Problem to solve:
From the entries below, retype only the lines from the one with "find woman in" through the one with "find black pants", exactly as written.

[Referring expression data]
○ ○ ○ ○ ○
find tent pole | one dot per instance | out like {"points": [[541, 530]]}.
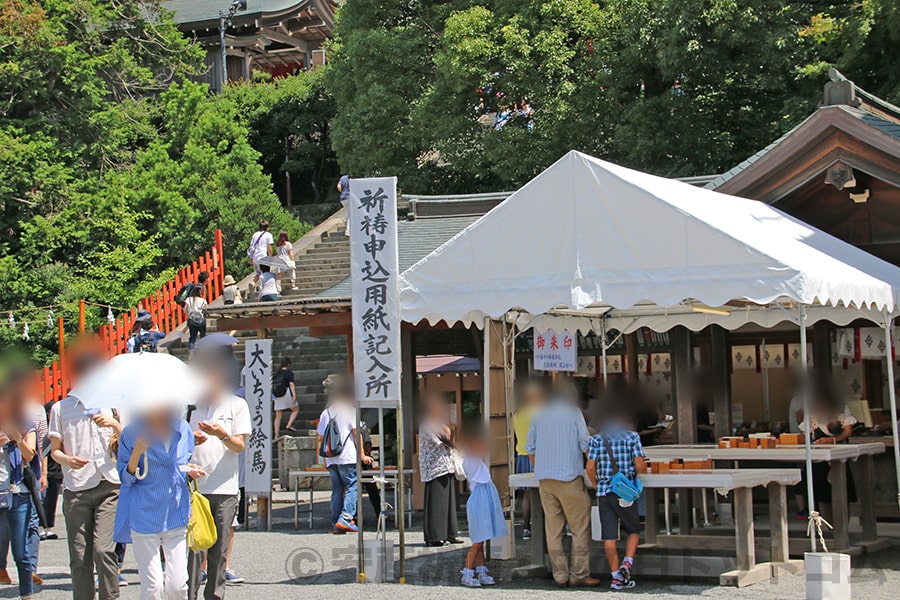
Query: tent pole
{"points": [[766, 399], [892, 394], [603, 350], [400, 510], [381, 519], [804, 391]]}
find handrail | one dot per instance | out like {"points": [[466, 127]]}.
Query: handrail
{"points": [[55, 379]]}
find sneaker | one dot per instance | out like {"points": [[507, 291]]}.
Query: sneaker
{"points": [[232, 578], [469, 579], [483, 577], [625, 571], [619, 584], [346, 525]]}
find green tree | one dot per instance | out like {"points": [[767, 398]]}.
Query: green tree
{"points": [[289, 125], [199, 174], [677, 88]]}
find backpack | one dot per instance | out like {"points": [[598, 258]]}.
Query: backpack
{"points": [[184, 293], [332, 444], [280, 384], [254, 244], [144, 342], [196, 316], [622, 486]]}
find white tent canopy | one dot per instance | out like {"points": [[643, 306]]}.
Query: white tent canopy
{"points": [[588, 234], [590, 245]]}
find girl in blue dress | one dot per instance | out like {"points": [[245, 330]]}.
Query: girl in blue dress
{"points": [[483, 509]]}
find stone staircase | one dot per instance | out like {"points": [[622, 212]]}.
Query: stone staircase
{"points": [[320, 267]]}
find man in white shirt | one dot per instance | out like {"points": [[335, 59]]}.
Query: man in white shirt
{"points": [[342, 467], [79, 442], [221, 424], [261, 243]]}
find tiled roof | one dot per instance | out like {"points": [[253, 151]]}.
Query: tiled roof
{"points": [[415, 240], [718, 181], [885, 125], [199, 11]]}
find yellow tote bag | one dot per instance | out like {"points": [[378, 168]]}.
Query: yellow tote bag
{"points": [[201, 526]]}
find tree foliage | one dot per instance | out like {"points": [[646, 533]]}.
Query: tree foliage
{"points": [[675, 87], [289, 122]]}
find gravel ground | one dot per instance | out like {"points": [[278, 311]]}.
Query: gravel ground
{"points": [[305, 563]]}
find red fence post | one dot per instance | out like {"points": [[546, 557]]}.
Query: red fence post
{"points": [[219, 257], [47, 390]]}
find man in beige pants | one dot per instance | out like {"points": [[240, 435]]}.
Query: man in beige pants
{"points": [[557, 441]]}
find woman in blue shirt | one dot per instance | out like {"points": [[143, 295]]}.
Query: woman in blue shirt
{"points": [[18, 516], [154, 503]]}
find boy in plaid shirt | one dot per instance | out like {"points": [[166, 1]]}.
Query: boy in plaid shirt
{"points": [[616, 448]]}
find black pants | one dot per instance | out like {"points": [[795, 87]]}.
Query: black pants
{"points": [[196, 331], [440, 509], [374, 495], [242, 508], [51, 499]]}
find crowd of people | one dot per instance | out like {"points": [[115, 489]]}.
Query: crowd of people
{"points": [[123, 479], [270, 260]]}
○ ○ ○ ○ ○
Answer space:
find woman in blue shirt | one dot per instance | out like {"points": [[143, 295]]}.
Query: woman in blue shirt
{"points": [[18, 516], [154, 503]]}
find boy in plaid shirt | one dot per instance | out like {"points": [[166, 1]]}.
Query: boy in plaid shirt
{"points": [[616, 448]]}
find black pants | one dot per instance | out like {"points": [[795, 87]]}.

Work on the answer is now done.